▶ [Given exercise]: Pick out each line of the material below that contains the string "instance". Case counts.

▶ [Task material]:
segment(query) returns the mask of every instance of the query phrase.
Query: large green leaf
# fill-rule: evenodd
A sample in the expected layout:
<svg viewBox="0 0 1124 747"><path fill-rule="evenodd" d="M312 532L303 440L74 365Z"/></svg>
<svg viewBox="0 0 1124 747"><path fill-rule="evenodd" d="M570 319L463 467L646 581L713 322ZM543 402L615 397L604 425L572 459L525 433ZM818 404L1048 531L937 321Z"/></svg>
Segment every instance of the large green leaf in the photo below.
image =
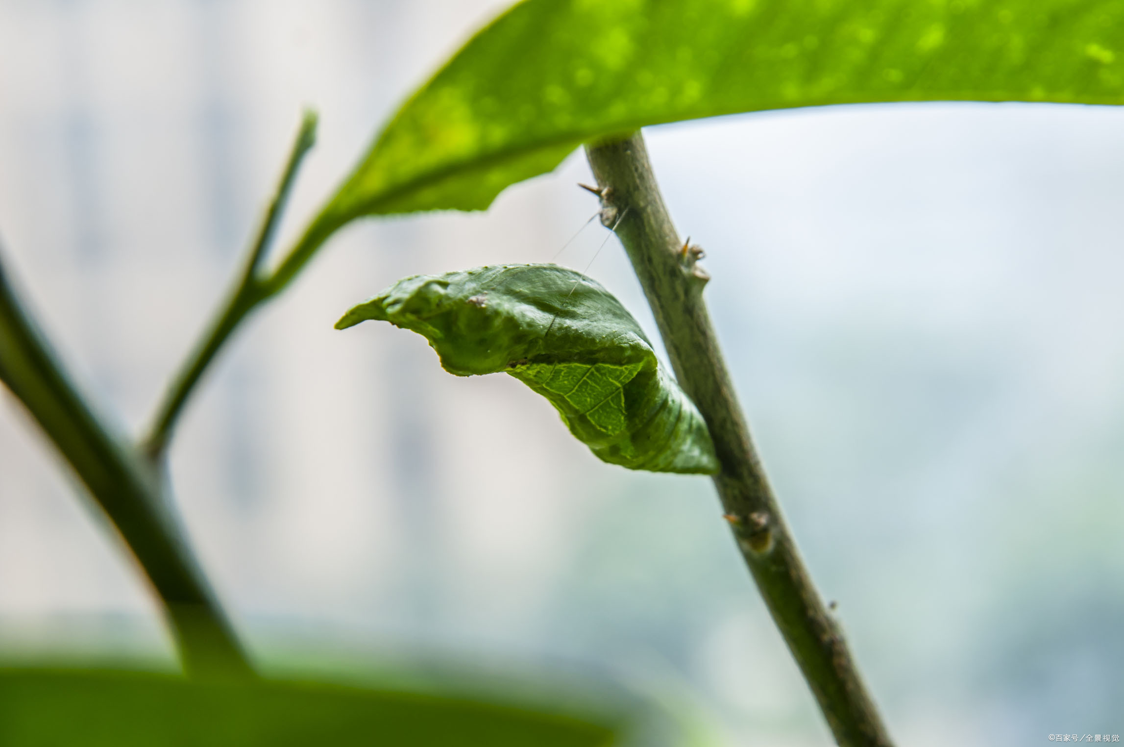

▶ [Answer to this exercise]:
segment(query) returns the mask of every instance of the query phrase.
Segment every instance of the large green leaf in the photo below.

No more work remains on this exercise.